* [Document excerpt]
──────────────────────────────
Mg(++)-induced endothelial cell migration: substratum selectivity and receptor-involvement.

Abstract

The activation of endothelial cells during angiogenesis requires cell spreading and migration. These processes are influenced by extracellular signals such as chemoattractants from the local microenvironment. We have shown previously that transmembrane Ca++ influx is necessary for motility and cell spreading, thus we hypothesized that the extracellular divalent cations Mg++ and Ca++ may regulate human umbilical vein endothelial cell (HUVEC) spreading and act as chemoattractants. Studies demonstrated that extracellular Mg++ induced a statistically better spread phenotype when cells were plated on multiple extracellular matrix substrata; Ca++ promoted cell spreading only on vitronectin. Mg++ but not Ca++ acted as a potent chemoattractant when HUVEC migrated on gelatin- and type IV collagen- but not on vitronectin-coated filters. A checkerboard analysis of migration showed that Mg++ induces both chemokinetic and chemotactic migration peaking at 0.1 and 10 mM, respectively. An equivalent effect of oligomycin was seen on motility to Mg++ or to vascular endothelial growth factor (VEGF) in extracellular Mg(++)-free conditions, ruling out an exclusive role for Mg++ as a migration energy producer. The Mg(++)-stimulated chemotaxis was inhibited > 60% by pertussis toxin, d-erythrosphingosine, and tyrphostin B48, but unaffected by cholera toxin exposure. These data suggest that Mg(++)-induced chemotaxis may be promoted through a Gi protein-coupled receptor pathway with a requirement for protein kinase C activity and protein tyrosine phosphorylation. Thus, Mg++ may be a newly recognized receptor-mediated chemoattractant for endothelial cells.
──────────────────────────────
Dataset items

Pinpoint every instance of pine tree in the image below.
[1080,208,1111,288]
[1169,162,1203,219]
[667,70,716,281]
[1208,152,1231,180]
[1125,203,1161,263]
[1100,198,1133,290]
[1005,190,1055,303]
──────────────────────────────
According to the abstract on Mg++-induced endothelial cell migration, at what Mg++ concentrations did chemokinetic and chemotactic migration peak? The items come from a separate source unrelated to the abstract.

* [Completed task]
Chemokinetic migration peaked at 0.1 mM and chemotactic migration at 10 mM.